▶ _BRIEF 1_:
Answer these questions about the post on the son's new job and housing:
(a) Where did the second son get a job?
(b) For about how long would he have only minor supervision in a place of his own?
(c) What kind of place was he actually living in before, according to the post?
▶ _BRIEF 2_: Extend the post about the son's new job and housing beyond its final sentence, keeping the same first-person voice.

▶ _EXCERPTED PASSAGE_:

•••••

My second son has finished his education to become a photographer a while ago and today he got a job at the local paper and tv organisation. (Which is different from the local paper I'm talking about).
he was also offered a new place to live as the protected living situation can be finished and changed to a place of his own and only minor supervision for about a year.
He's done very well and we're all very proud.
Pity was that they offered a place to live that was not fitting his needs at all.
Because he came from a protected livingenvironment the guy at the cooperation thought he could give him a very small place. But my son doesn't come from a small room is a psychiatric home, but from an appartment with a few seperate rooms.
Because he came from protected living he was not supposed to refuse what he was offered.
He didn't feel well about it all and he asked our opinion.
He's got his own assistant to deal with these matters, but she clearly didn't know how this works. So I called her and asked if she liked me to come with them to the cooperation to have a talk.

•••••

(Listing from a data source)
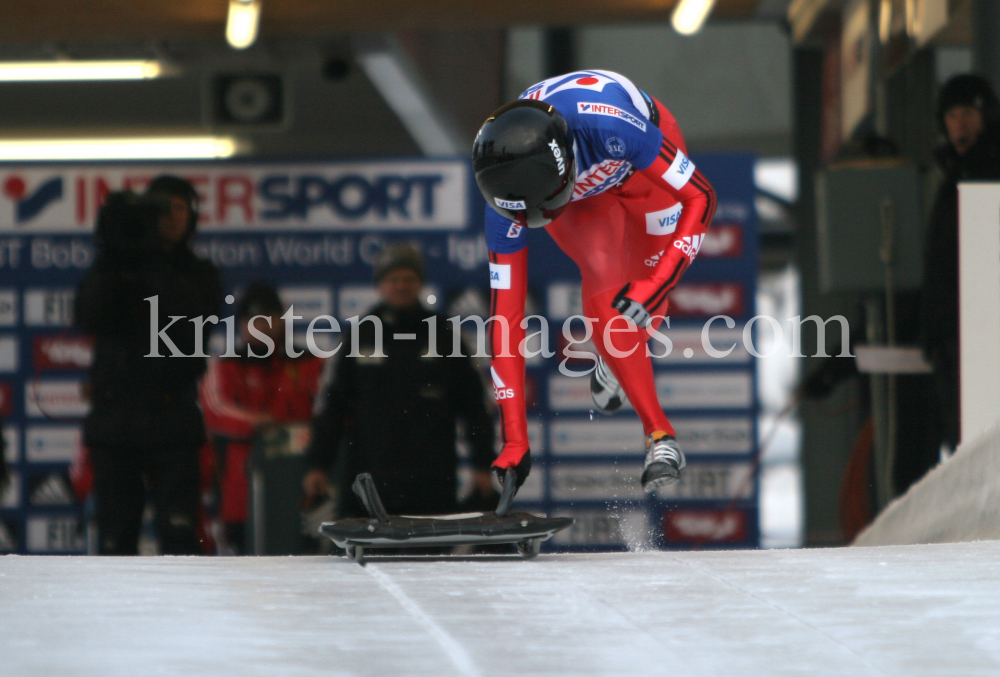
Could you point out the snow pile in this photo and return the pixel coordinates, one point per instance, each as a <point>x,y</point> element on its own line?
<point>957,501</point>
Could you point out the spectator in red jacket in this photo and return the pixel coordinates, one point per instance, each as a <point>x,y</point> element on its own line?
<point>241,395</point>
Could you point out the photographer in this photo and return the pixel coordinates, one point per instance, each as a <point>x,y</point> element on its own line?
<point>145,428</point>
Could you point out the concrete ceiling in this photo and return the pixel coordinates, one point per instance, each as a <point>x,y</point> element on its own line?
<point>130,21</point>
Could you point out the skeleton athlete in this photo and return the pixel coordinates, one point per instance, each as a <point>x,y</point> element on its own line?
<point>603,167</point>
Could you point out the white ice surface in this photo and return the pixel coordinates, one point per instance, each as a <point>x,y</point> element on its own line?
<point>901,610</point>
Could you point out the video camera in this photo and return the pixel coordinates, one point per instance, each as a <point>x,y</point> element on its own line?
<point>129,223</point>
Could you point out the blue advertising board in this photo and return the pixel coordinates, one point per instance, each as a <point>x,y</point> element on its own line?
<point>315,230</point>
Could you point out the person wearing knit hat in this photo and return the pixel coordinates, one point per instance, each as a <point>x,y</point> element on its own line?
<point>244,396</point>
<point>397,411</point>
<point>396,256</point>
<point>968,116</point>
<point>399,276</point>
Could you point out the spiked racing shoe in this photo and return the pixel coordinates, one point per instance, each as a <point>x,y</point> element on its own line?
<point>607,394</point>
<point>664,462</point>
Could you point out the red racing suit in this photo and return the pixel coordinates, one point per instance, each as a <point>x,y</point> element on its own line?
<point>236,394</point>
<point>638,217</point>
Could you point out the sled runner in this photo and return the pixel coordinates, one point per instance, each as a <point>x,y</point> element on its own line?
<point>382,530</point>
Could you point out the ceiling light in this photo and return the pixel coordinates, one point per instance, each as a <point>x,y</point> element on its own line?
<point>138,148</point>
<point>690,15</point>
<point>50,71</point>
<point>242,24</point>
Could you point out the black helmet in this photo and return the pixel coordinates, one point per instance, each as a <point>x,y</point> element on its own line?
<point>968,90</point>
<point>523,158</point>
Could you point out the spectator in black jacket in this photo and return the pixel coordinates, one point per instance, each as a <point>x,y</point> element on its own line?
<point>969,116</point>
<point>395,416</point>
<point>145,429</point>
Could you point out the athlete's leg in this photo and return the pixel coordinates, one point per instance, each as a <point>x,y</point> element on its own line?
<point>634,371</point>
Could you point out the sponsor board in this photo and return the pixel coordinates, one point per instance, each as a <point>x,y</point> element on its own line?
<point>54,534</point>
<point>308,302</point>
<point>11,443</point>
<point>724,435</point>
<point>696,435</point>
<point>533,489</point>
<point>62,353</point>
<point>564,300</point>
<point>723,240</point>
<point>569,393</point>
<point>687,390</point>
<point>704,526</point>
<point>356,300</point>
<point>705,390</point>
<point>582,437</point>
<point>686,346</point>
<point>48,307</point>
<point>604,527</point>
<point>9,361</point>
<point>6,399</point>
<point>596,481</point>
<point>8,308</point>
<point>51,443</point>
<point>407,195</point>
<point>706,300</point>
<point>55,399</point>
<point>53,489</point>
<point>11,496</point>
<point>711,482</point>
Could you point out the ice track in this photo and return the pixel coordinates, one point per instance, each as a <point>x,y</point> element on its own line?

•••••

▶ _RESULT 1_:
(a) At the local paper and tv organisation.
(b) For about a year.
(c) An apartment with a few separate rooms.

▶ _RESULT 2_:
She said she wanted to have a look at the place and then decide what to do.
An hour later she called back to ask if I please would come with them.
The guy had a nice artificial smile and the face of a bully.
I had my age and the experience with people of building cooperations who want to get rid of their worst homes.
The assistant of my son started out with saying she could understand that they wouldn't offer my son something else.
So I stepped in and told her that she couldn't draw that conclusion as the law states they should offer a fitting home.
he almost jumped up like bitten by a dog and then said to me I knew nothing about it as I was only the mother.
Well, I've been through such terrible insults the past year, I've been sitting opposite people who looked far more down on me because their ego's were so terribly large to sit on, that this guy didn't even hit an emotion.
So all those terrible experiences have been good for something.
I told him that I was making a statement about his duty to the law not about my motherhood. He looked at me and then made the choice to ask me to explain.
So I first gave him something he could object to, and while he was thinking about how to reject what I said I gave the reason why his offer was not fitting.
The whole discussion went on when he suddenly said that when my son wanted a place to retreat when he had visitors in the place he offered he should send his visitors away.
"So you're telling me that the home-cooperation is interfering with the social life of the people inside their own house?"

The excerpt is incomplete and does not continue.